● Exercise
Set down every entry again exactly as it stands below.

*** Exercise data Section Begins ***

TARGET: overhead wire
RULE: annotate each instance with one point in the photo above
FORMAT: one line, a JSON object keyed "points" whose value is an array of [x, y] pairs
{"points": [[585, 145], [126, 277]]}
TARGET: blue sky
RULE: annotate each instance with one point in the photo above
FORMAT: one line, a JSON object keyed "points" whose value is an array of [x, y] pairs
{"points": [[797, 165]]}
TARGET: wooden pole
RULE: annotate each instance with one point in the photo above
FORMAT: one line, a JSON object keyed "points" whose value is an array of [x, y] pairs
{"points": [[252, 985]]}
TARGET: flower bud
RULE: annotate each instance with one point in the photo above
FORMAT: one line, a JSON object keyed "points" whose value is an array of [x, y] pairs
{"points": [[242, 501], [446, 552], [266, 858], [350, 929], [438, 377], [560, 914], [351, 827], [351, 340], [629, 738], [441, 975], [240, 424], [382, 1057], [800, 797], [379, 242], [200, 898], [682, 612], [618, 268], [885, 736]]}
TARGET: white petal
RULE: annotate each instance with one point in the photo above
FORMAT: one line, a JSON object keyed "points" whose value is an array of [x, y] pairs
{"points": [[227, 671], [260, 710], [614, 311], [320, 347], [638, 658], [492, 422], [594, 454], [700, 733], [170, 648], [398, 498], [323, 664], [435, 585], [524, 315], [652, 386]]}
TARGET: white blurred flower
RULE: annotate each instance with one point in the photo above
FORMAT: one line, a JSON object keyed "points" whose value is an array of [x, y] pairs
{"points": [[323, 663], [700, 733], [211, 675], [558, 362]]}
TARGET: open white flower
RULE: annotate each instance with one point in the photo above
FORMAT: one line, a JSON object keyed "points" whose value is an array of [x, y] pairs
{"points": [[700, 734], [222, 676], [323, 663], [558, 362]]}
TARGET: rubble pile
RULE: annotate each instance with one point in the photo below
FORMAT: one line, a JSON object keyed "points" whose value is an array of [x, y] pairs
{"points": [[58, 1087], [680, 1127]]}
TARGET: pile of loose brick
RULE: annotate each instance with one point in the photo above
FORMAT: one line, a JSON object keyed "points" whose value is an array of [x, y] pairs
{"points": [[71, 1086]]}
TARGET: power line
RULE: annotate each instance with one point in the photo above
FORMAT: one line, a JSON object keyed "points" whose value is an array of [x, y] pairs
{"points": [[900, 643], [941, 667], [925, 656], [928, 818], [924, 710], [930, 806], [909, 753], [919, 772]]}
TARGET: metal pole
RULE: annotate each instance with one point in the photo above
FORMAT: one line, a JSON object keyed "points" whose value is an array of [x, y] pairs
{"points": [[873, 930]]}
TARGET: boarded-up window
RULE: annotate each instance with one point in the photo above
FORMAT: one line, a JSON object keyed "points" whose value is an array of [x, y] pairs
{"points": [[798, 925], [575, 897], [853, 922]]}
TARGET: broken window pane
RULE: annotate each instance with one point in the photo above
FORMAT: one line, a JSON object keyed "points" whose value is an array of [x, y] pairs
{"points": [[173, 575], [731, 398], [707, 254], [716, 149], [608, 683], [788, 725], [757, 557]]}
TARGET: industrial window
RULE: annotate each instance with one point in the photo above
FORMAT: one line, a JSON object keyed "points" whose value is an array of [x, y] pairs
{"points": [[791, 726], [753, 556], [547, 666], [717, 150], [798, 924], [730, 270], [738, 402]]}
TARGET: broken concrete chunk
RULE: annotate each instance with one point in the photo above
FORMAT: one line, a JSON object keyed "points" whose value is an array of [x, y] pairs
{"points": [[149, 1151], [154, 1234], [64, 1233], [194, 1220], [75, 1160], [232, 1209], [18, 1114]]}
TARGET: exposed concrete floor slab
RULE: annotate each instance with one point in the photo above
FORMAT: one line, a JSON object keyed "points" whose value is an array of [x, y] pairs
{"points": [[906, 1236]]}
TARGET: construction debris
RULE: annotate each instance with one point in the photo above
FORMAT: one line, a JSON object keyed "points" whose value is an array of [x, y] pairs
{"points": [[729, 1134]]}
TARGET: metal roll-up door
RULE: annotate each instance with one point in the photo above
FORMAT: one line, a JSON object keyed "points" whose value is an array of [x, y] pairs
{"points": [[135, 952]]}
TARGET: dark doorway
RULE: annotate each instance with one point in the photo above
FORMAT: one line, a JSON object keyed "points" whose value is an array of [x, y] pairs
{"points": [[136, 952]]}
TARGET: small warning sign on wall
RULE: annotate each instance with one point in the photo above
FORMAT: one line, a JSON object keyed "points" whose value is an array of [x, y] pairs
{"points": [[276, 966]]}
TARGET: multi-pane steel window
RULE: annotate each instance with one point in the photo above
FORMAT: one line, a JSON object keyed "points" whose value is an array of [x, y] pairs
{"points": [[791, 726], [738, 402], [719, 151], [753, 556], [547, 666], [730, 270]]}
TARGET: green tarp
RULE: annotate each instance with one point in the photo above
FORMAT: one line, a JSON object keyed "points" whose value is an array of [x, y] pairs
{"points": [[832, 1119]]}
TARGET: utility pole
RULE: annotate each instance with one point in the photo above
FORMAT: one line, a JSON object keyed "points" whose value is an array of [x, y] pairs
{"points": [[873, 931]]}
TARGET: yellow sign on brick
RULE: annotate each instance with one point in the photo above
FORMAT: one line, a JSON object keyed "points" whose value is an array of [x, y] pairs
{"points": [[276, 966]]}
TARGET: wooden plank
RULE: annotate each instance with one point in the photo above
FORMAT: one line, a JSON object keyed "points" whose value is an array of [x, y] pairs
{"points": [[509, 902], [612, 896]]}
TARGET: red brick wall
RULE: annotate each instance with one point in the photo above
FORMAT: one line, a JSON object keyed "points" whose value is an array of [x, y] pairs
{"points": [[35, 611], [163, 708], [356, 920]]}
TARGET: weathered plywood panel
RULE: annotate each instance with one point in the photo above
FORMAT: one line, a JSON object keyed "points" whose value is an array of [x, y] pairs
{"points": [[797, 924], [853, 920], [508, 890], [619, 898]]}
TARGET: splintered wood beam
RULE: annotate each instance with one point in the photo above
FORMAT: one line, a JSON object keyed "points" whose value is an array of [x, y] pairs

*** Exercise data Section Ends ***

● Answer to this task
TARGET: overhead wire
RULE: annotate each instance with one point in the photo above
FORMAT: one line, a JSON object keyed "points" whose value is an array of [x, y] pairs
{"points": [[585, 145], [126, 277]]}
TARGET: blue sky
RULE: annotate each instance with one point in the photo above
FORMAT: one line, a JSON object keyed "points" whose value is an array of [x, y] pairs
{"points": [[797, 165]]}
TARGET: wooden pole
RULE: annotate each instance with one point in the photo above
FORMAT: one line, a JSON object keyed "points" whose value is an array of [x, y] pairs
{"points": [[252, 985]]}
TARGET: flower bud
RULE: annotate each instance with one point in the photo above
FORMAT: one line, a JSON object keyed "points" whose value is an array of [x, y] pairs
{"points": [[242, 501], [446, 552], [266, 858], [350, 929], [438, 377], [560, 914], [351, 827], [351, 340], [629, 738], [441, 975], [240, 424], [382, 1057], [800, 797], [379, 242], [200, 898], [682, 612], [618, 268], [885, 736]]}
TARGET: white petal
RULE: annotate each instance with one point in the photo above
FORMAT: one line, a JSON object keyed "points" whose value is an array of [x, y] pairs
{"points": [[227, 671], [260, 710], [614, 311], [320, 347], [638, 658], [492, 422], [594, 454], [700, 733], [170, 648], [398, 498], [323, 664], [435, 585], [524, 315], [652, 386]]}
TARGET: white blurred flower
RULE: annotate each instance with one point in the photo above
FORMAT: one line, a JSON object keyed "points" whose value is an array of [x, y] pairs
{"points": [[323, 663], [700, 733], [211, 675], [558, 362]]}
TARGET: open white flower
RULE: annotate each instance with one point in the photo above
FORMAT: one line, a JSON object keyed "points" whose value is an array of [x, y] pairs
{"points": [[700, 734], [222, 676], [323, 663], [558, 362]]}
TARGET: rubble pile
RULE: annotate each instance with one point in the photo below
FORMAT: one line, a JSON object keyed "points" whose value is an array of [x, y] pairs
{"points": [[58, 1087], [680, 1127]]}
TARGET: pile of loose brick
RULE: annotate each instance with one point in the photo above
FORMAT: one line, a JSON object keyed "points" whose value is an array of [x, y] pairs
{"points": [[71, 1086]]}
TARGET: power line
RULE: annotate each instance with one point in the photo above
FORMAT: one line, a JSON object keyed "points" whose value is an array of [x, y] pairs
{"points": [[900, 643], [941, 667], [925, 656], [928, 818], [924, 710], [930, 806], [909, 753], [919, 772]]}
TARGET: metal pole
RULE: annotate each instance with one point in the photo above
FORMAT: one line, a JSON object keyed "points" whose value is an array of [x, y] pairs
{"points": [[873, 930]]}
TARGET: boarded-up window
RULE: annotate each instance with one point in the photo above
FORMAT: one line, a JSON object keyed "points" whose value is an array of [x, y] pairs
{"points": [[798, 925], [575, 897], [853, 922]]}
TARGET: broken window pane
RULE: annotate each instance with one point in the photo above
FORMAT: one line, a JSON object keyed "points" whose value is an array of [x, y] pairs
{"points": [[173, 575], [731, 398], [707, 254], [716, 149], [608, 683], [788, 725], [757, 557]]}
TARGET: industrial window
RULE: annotate each instance with one point in the photo above
FORMAT: one line, a JSON object keyed "points" whose value is an array of [x, y] pairs
{"points": [[791, 726], [753, 556], [547, 666], [717, 150], [798, 924], [730, 270], [738, 402]]}
TARGET: broken concrete chunk
RULE: annotate each instance with one point in the photo above
FORMAT: one line, a JSON object keyed "points" whose value is an array of [x, y] pairs
{"points": [[149, 1151], [154, 1234], [64, 1233], [194, 1220], [75, 1160], [232, 1209], [18, 1114]]}
TARGET: exposed concrete floor slab
RULE: annotate each instance with one point in the photo above
FORMAT: one line, a JSON object keyed "points" whose value is an array of [x, y] pairs
{"points": [[906, 1236]]}
TARGET: construction debris
RULE: annotate each instance with one point in the photo above
FORMAT: one line, a JSON object keyed "points" whose value is an array of [x, y] pairs
{"points": [[729, 1134]]}
TARGET: metal roll-up door
RULE: annotate each instance with one point in the photo above
FORMAT: one line, a JSON object keyed "points" whose value is an array of [x, y] pairs
{"points": [[135, 952]]}
TARGET: dark doorway
RULE: annotate each instance with one point in the photo above
FORMAT: one line, a JSON object keyed "points" whose value is an array of [x, y] pairs
{"points": [[136, 952]]}
TARGET: small warning sign on wall
RULE: annotate each instance with one point in the photo above
FORMAT: one line, a JSON object keyed "points" whose value is an array of [x, y] pairs
{"points": [[276, 966]]}
TARGET: multi-pane steel window
RULE: annotate each instance with one point in the photo above
FORMAT: one line, a JSON object keyed "points" whose value is an array of [x, y] pairs
{"points": [[791, 726], [738, 402], [719, 151], [753, 556], [547, 666], [730, 270]]}
TARGET: green tarp
RULE: annotate each instance with one point in the photo above
FORMAT: one line, a JSON object keyed "points" whose value is an array of [x, y] pairs
{"points": [[832, 1119]]}
TARGET: utility pole
RULE: annotate each instance with one point in the photo above
FORMAT: one line, a JSON object keyed "points" whose value is an array of [x, y] pairs
{"points": [[873, 931]]}
TARGET: yellow sign on brick
RULE: annotate each instance with one point in the photo above
FORMAT: one line, a JSON object keyed "points" whose value is an array of [x, y] pairs
{"points": [[276, 966]]}
TARGET: wooden plank
RULE: annotate each instance with one point in the photo above
FORMAT: one line, a JSON object keyed "points" whose value is an array of [x, y] pairs
{"points": [[509, 902], [612, 896]]}
TARGET: red brick wall
RULE: annotate each instance with one point in the photo above
FORMAT: one line, a JSON object keyed "points" whose value is an array of [x, y] pairs
{"points": [[35, 611], [163, 708], [356, 920]]}
TARGET: weathered plywood panel
RULE: annotate each instance with one point in the photo above
FORMAT: one line, a JSON object keyed "points" whose value is an array of [x, y] pairs
{"points": [[797, 924], [853, 920], [508, 890], [619, 898]]}
TARGET: splintered wood beam
RULE: annotate each instance with one point in the photo above
FORMAT: one line, a JSON object keyed "points" whose value is an array of [x, y] pairs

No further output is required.